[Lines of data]
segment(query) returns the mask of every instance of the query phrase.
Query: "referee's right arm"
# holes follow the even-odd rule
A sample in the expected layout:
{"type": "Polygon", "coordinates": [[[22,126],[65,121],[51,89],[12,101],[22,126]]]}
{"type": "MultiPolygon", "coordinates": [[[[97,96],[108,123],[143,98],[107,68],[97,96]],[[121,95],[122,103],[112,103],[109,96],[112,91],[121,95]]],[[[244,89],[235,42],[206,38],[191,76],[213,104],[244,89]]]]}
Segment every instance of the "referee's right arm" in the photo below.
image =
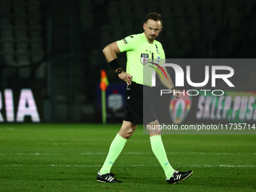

**WHAT THE TASK REQUIRES**
Present the rows above as a numbered list, leaving out any blank lines. Leave the picture out of your answer.

**COMPLETED TASK**
1. segment(query) returns the mask of every instance of the query phrase.
2. Query: "referee's right arm"
3. # holes follow the even-odd rule
4. A sample in the expected layout:
5. {"type": "Polygon", "coordinates": [[[22,126],[65,121],[51,89],[12,101],[22,126]]]}
6. {"type": "MultiPolygon", "coordinates": [[[[97,96],[108,123],[143,98],[107,68],[97,96]],[[121,95],[122,103],[112,103],[109,96],[112,91],[121,95]]],[[[244,89],[235,42],[206,38],[191,76],[213,104],[244,89]]]]}
7. Segment every instance of the "referee's right arm" in the photo below.
8. image =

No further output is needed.